Start at the line containing "curly dark hair in the photo above." and transcribe every line exactly through the end of the records below, and only those lines.

[Start GIVEN DATA]

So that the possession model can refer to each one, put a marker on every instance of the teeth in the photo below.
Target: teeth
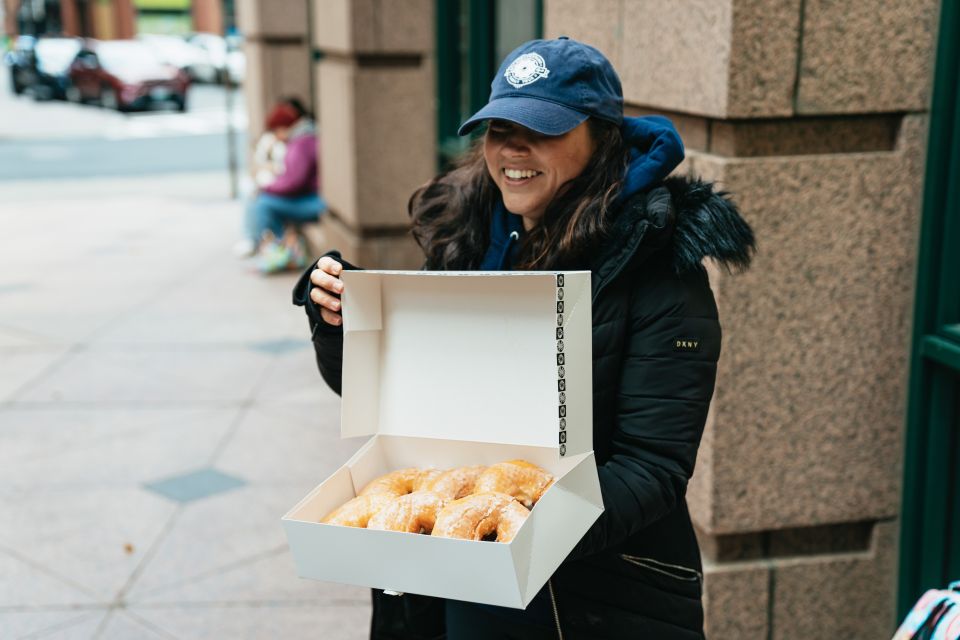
(517, 174)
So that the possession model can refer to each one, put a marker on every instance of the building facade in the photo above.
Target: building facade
(814, 115)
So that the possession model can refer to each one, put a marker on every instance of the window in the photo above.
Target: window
(473, 36)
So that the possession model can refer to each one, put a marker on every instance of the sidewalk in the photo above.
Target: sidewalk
(160, 410)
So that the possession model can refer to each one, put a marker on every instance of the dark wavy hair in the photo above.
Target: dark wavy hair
(451, 214)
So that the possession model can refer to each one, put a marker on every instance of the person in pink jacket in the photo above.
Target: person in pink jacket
(293, 197)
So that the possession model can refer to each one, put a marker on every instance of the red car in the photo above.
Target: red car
(125, 75)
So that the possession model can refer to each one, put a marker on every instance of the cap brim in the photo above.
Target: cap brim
(548, 118)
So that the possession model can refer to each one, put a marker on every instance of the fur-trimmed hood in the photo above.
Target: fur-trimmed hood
(684, 216)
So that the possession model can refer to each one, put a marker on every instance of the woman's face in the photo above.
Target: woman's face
(530, 168)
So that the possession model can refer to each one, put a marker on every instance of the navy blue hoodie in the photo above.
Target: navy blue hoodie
(655, 150)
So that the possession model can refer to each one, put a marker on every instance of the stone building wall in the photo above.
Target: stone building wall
(812, 113)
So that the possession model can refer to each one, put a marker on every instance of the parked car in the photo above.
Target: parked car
(189, 57)
(226, 54)
(39, 66)
(125, 75)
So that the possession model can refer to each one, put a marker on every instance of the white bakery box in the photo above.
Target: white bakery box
(450, 369)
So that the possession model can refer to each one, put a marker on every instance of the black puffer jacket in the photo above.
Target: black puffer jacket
(656, 341)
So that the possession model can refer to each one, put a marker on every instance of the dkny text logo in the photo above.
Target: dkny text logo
(686, 344)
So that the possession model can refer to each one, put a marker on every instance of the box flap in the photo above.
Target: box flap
(489, 357)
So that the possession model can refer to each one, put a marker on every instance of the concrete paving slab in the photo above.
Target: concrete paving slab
(145, 377)
(215, 534)
(93, 538)
(47, 624)
(296, 381)
(270, 580)
(175, 357)
(120, 625)
(270, 449)
(195, 485)
(19, 367)
(26, 586)
(83, 629)
(253, 622)
(76, 449)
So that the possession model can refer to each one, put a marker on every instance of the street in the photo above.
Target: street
(56, 139)
(160, 407)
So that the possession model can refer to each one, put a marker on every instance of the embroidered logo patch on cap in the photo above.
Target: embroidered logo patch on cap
(526, 69)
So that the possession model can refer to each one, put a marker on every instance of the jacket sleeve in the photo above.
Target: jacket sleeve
(327, 339)
(667, 380)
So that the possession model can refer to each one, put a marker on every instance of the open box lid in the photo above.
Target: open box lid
(478, 356)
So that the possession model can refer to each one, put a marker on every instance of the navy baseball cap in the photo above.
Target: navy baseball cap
(551, 86)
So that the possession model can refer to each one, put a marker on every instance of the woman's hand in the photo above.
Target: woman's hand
(327, 289)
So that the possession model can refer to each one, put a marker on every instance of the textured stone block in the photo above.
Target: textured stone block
(273, 70)
(812, 381)
(802, 136)
(385, 145)
(676, 55)
(274, 19)
(394, 251)
(763, 58)
(598, 23)
(373, 26)
(337, 145)
(866, 56)
(735, 601)
(838, 596)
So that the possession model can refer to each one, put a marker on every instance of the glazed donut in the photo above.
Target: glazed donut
(454, 483)
(414, 513)
(357, 512)
(523, 480)
(480, 516)
(400, 483)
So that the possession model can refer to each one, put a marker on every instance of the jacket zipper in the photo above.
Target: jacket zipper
(556, 616)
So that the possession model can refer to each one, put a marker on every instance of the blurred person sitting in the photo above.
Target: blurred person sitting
(288, 198)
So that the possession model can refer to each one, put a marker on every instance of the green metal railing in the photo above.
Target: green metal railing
(930, 513)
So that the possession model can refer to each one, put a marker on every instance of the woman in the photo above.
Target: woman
(291, 197)
(563, 181)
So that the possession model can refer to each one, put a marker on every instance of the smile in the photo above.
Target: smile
(519, 176)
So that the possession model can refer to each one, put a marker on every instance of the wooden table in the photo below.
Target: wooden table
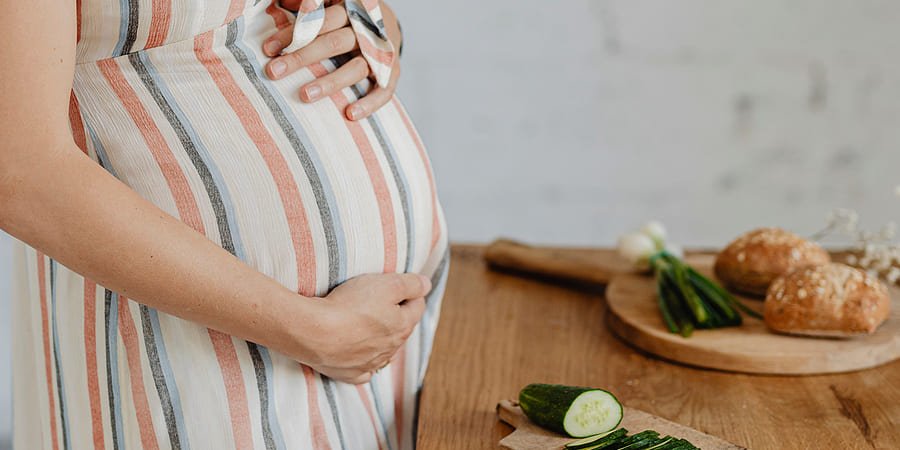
(500, 332)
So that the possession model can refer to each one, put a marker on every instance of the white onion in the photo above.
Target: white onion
(656, 231)
(636, 247)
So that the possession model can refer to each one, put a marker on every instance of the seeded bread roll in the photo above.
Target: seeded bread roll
(832, 300)
(754, 259)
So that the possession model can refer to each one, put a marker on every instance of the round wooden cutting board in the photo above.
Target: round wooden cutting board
(751, 347)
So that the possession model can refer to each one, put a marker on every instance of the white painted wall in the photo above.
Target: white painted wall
(5, 345)
(569, 122)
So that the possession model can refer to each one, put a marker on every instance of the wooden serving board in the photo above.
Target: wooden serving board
(529, 436)
(751, 347)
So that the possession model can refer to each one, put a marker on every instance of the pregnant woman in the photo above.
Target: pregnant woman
(229, 238)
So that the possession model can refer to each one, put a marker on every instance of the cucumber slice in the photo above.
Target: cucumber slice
(575, 411)
(592, 440)
(640, 439)
(662, 444)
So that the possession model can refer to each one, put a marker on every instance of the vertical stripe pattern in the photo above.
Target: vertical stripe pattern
(170, 97)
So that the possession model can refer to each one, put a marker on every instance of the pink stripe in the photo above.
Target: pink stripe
(171, 170)
(235, 8)
(45, 331)
(90, 353)
(316, 425)
(364, 396)
(376, 175)
(76, 124)
(369, 49)
(301, 236)
(187, 209)
(139, 395)
(160, 15)
(77, 21)
(234, 388)
(436, 223)
(398, 372)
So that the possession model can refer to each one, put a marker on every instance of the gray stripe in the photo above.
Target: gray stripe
(358, 12)
(332, 403)
(328, 222)
(212, 191)
(440, 275)
(301, 151)
(159, 378)
(59, 382)
(110, 320)
(387, 151)
(133, 21)
(260, 369)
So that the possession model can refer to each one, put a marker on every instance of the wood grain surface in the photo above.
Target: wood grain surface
(500, 332)
(751, 347)
(529, 436)
(543, 262)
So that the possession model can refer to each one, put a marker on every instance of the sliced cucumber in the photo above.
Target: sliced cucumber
(640, 439)
(591, 440)
(575, 411)
(662, 443)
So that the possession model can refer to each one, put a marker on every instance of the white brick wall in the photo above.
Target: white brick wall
(568, 122)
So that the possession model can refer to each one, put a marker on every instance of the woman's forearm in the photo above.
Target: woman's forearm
(68, 207)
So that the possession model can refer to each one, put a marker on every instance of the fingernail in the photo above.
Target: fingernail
(272, 47)
(313, 92)
(355, 112)
(277, 67)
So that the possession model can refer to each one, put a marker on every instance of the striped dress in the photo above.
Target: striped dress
(169, 96)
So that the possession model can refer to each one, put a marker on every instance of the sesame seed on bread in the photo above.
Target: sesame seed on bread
(750, 263)
(829, 300)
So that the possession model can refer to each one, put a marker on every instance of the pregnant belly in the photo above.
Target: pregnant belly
(293, 189)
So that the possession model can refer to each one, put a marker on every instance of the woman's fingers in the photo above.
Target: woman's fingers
(335, 18)
(325, 46)
(401, 287)
(412, 312)
(278, 41)
(350, 73)
(375, 99)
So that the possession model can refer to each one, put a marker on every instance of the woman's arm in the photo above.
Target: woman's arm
(59, 201)
(336, 38)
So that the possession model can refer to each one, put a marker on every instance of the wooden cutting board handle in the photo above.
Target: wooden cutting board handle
(548, 262)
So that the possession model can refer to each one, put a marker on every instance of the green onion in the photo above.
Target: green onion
(688, 300)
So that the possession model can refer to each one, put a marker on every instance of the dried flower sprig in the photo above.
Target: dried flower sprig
(873, 251)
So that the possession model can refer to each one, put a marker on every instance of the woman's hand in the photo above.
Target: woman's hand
(368, 319)
(335, 39)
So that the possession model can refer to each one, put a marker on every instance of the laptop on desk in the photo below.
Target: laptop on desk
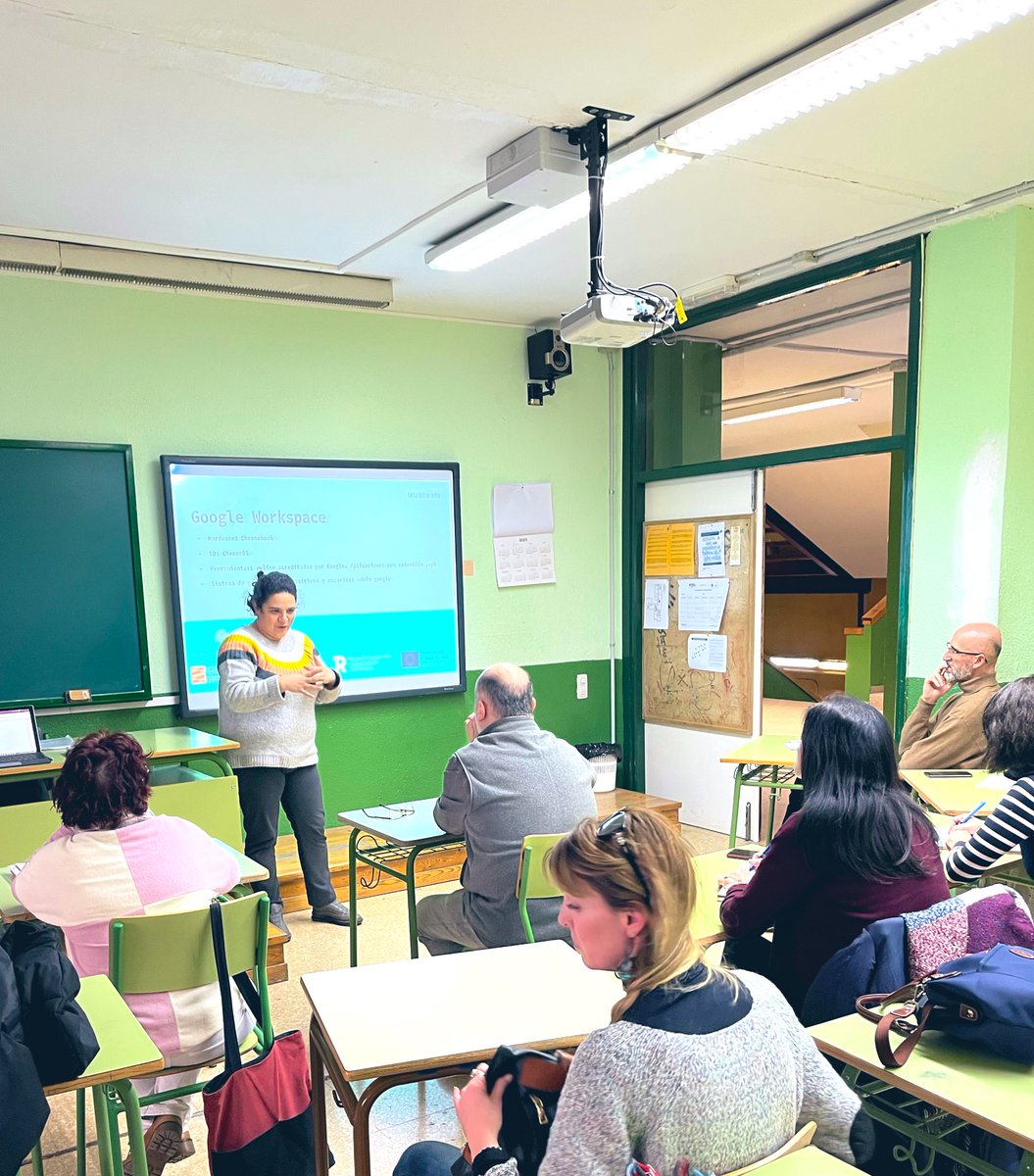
(21, 740)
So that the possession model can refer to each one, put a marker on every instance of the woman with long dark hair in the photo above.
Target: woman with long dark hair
(1009, 723)
(859, 850)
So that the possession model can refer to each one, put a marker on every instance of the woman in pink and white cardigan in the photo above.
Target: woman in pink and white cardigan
(112, 858)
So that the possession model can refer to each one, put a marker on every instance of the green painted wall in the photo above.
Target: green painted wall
(192, 374)
(973, 526)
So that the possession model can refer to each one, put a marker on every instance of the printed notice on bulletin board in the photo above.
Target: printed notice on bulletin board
(670, 550)
(698, 636)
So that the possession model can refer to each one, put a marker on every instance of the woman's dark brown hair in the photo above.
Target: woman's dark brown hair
(1009, 723)
(104, 781)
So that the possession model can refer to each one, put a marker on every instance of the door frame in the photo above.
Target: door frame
(635, 476)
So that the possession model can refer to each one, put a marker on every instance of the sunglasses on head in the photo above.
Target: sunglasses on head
(615, 828)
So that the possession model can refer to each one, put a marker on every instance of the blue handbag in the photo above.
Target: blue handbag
(986, 999)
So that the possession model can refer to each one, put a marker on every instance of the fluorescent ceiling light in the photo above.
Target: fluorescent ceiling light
(736, 413)
(829, 665)
(882, 45)
(517, 227)
(867, 52)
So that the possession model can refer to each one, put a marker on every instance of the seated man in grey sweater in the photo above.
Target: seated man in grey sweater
(512, 779)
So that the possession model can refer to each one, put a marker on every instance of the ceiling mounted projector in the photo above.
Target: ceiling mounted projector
(540, 170)
(613, 316)
(610, 320)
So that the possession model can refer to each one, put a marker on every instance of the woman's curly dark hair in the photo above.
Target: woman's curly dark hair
(104, 781)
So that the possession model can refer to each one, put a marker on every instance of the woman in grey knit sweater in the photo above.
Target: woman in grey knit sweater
(271, 679)
(697, 1064)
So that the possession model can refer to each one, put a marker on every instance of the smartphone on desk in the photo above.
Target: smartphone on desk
(746, 852)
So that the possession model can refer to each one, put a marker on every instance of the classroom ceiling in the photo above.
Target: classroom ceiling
(307, 133)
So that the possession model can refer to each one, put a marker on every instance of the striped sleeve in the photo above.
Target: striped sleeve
(1011, 822)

[End GIVEN DATA]

#### FULL SOLUTION
So that the possession model can refer to each one, put a marker on every instance of the woman's curly dark hair in the photo above.
Target: woman's curly dark hair
(104, 781)
So that the possession model can refer to each one, put a marker on every instance of the woman in grey knit sweater in the photo above.
Target: woman in grey knit sweater
(271, 679)
(697, 1064)
So that the possession model can refer to each one, put a marker on every instance of the smartphone on desk in the photo above.
Target: smartphone on desk
(746, 852)
So that the possession model can refer to each one, put a marker on every instance of the classroom ceiling in the photo above.
Target: classroom ceiling
(307, 133)
So that the possession model can refer to each one, put a marker on every instance of the striped sleeve in the photo above.
Target: striped sleeve
(1011, 822)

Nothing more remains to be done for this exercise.